* _Questions on the material_:
1 > In the article below on former rugby players' health, which groups get an arthritis percentage in the NZ Rugby Health comparison? List each group with its figure.
2 > How many former elite male rugby players were compared with other study participants, according to the article below on former rugby players' health?
3 > Carry on the article below on former rugby players' health, starting right after its final line.

── Supplied passage

Former rugby players suffer arthritis, joint replacements – Expert reaction

Former elite rugby players are at greater risk of osteoarthritis, joint replacement and osteoporosis compared to the rest of the population, according to data from the UK.

Comparing 259 former elite male rugby players to other similarly-aged participants of the English Longitudinal Study of Ageing found that the former rugby players were more likely to report health issues related to pain and mobility.

Osteoarthritis was four times higher and joint replacement six times higher than the general population, although the former rugby players were less likely to have developed diabetes.

More information about the study is available on for registered journalists.

The SMC gathered expert reaction to the study, please feel free to use these comments in your reporting. 

Professor Patria Hume, Human Performance, School of Sport & Recreation, AUT, comments:

Is there any evidence for similar trends among New Zealand rugby players?

“Yes, in the NZ Rugby Health study a greater percentage of retired elite and community rugby players reported they had arthritis than retired non‐contact sport players (NZ population of similar age = 13‐25%, Elite Rugby = 36%, Community Rugby = 20%, Non-Contact Sport = 5%).”

Are these health issues linked to the high-impact nature of rugby?

“We do not know. The cross-sectional study design does not allow researchers to state any cause and effect relationship in either the NZ Rugby Health study or the UK study.”

Are there ways to mitigate the harm?

────
── Entries shown

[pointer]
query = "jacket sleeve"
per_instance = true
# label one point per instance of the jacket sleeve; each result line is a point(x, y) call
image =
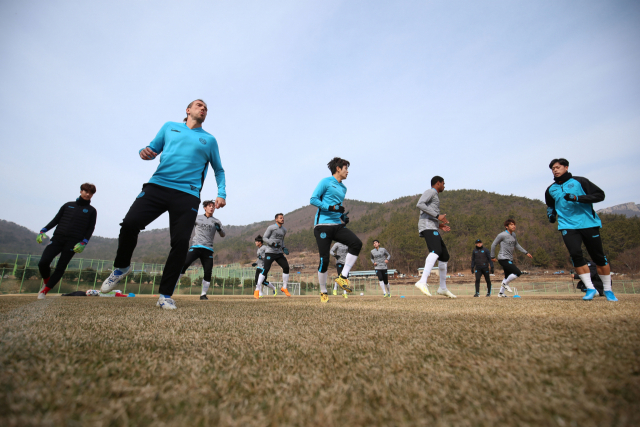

────

* _Answers to the problems_:
1 >
- NZ population of similar age: 13‐25%
- Elite Rugby: 36%
- Community Rugby: 20%
- Non-Contact Sport: 5%

2 > 259

3 >
“High loads to joints may result in joint tissue damage which theoretically could progress to osteoarthritis. However, there is no cause and effect evidence for sport leading to osteoarthritis to date. Longitudinal studies taking into account the multiple factors that might influence arthritis (e.g. diet, access to medical treatment, load intensity and volume) have not been conducted.”

The Australian Science Media Centre also gathered expert reaction.

Dr Alasdair Dempsey is a Senior Lecturer within the School of Psychology and Exercise Science at Murdoch University

“It should be noted, as the authors pointed out in their study, that this was a survey of elite players, and does not necessarily reflect your average player.

“We know that osteoarthritis, for which joint replacement is the final treatment, is associated with injury and elite players are more likely to have sustained injuries due to higher impacts and greater exposure – more games and more training.

“Leg injuries leading to osteoarthritis occur at similar rates in non-contact sports like soccer and basketball.

“It should be noted that with appropriate training you can also reduce your risk of suffering such injuries.”